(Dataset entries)
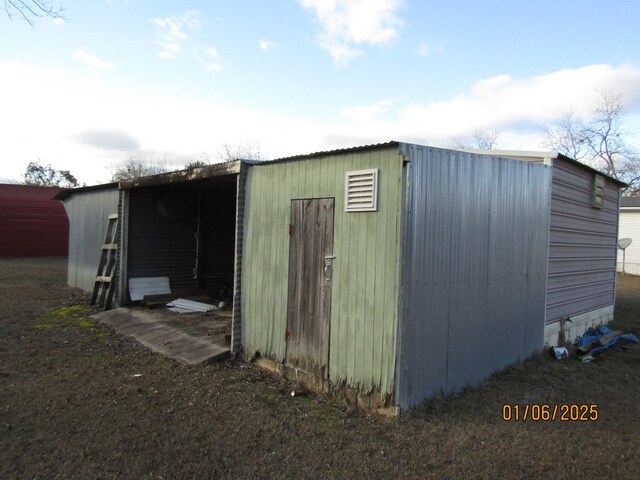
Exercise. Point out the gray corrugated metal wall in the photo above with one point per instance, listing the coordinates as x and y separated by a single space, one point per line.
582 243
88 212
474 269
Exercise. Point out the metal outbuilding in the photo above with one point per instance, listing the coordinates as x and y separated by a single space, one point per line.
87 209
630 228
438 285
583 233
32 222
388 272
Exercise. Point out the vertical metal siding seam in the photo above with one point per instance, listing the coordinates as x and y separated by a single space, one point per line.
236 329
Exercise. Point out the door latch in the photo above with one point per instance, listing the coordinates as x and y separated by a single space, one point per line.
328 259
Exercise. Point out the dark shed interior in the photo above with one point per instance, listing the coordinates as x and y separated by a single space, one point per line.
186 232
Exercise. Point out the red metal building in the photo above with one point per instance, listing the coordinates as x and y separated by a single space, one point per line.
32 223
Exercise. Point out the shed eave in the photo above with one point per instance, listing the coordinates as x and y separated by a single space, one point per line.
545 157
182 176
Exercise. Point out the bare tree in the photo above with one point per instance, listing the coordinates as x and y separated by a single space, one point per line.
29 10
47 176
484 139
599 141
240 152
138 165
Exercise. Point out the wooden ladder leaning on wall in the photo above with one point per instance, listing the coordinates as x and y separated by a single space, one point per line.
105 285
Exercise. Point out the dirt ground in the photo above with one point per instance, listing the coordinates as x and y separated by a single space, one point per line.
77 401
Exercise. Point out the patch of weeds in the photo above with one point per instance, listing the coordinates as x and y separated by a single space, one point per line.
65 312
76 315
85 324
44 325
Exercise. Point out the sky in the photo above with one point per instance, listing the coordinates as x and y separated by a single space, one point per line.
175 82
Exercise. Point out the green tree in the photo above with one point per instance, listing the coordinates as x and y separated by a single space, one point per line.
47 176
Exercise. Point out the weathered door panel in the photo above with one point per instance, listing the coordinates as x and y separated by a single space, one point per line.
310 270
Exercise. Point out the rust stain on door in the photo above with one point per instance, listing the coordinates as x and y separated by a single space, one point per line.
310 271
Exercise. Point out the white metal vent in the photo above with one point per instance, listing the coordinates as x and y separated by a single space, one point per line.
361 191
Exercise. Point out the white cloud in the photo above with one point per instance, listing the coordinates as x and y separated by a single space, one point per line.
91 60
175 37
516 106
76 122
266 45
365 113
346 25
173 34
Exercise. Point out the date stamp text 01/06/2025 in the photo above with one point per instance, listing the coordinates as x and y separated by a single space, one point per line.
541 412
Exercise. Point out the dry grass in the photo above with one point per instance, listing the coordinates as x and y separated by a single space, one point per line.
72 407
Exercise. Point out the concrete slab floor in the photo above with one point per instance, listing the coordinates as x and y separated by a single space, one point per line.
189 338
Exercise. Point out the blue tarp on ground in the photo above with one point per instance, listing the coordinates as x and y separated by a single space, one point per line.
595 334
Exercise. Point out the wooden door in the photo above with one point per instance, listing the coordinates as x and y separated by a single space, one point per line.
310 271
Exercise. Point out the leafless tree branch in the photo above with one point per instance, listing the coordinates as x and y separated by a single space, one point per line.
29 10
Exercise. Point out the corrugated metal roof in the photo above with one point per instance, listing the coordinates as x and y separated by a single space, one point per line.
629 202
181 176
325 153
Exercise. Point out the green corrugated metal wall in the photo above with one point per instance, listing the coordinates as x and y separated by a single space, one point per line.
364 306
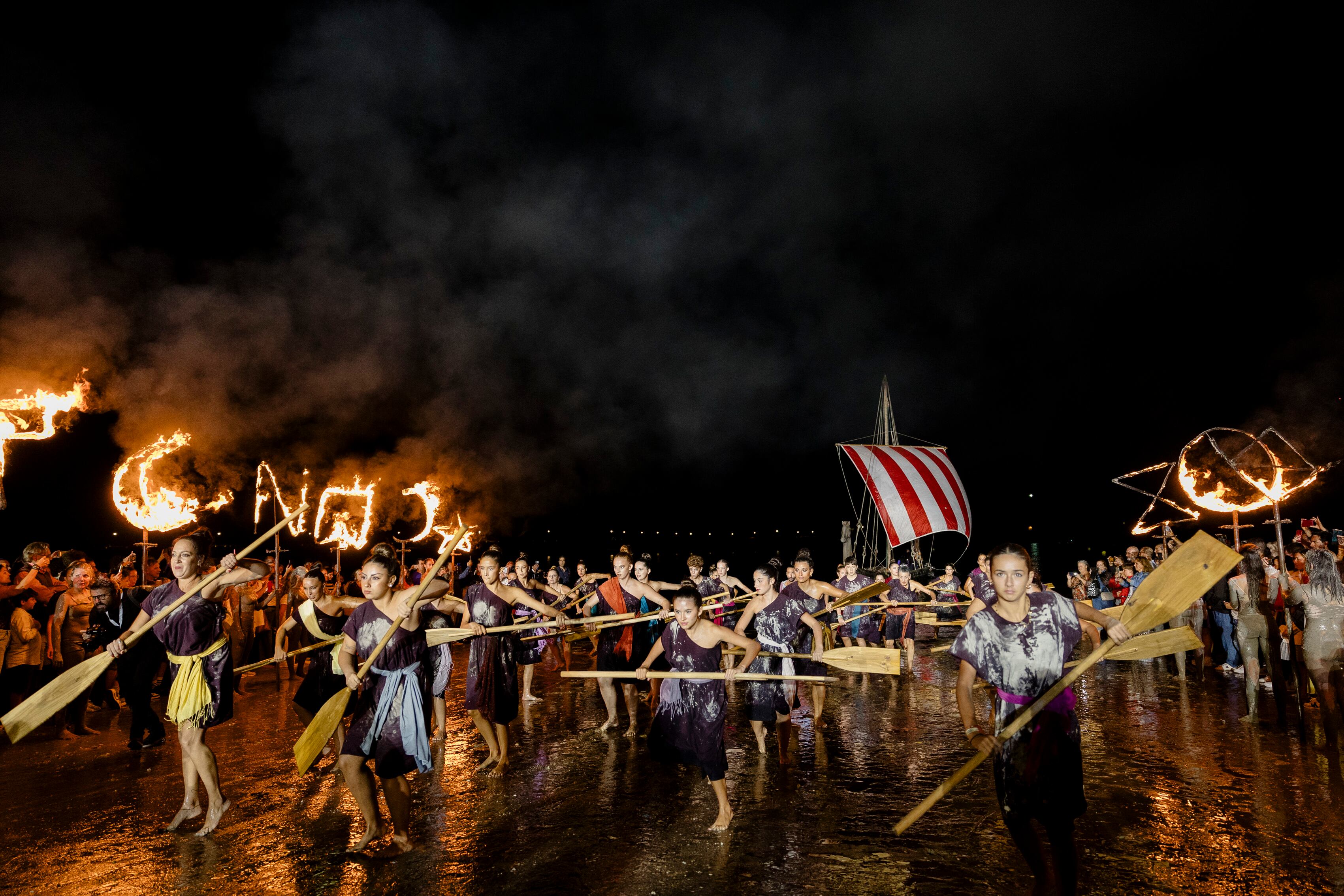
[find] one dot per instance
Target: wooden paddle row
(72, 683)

Work instruction ▸
Starting at the line that contains "Exercise. Point out the wooden door", write out every line through the end of the entries above exactly, and omit the pictures.

Result below ▸
Exercise. Point out the wooden door in the photo above with one point per instance, listing the coordinates as x and y separated by a single space, one point per line.
310 271
Exercise. Point out the leafless tree branch in the photo above with one point per instance, listing the coordinates as x and y separated by a single space, one point per line.
29 10
Exercise. Point out the corrugated metal roof in the photo above with one point per instance, listing the coordinates as x and y separated by a single space, one point per line.
629 202
181 176
325 153
Exercise. Point out the green corrugated metal wall in the photo above with one point per instance, listing the coordinates as x and y separated by a single space, one point per line.
364 306
[find] one dot per instance
Target: wooden paddle row
(72, 683)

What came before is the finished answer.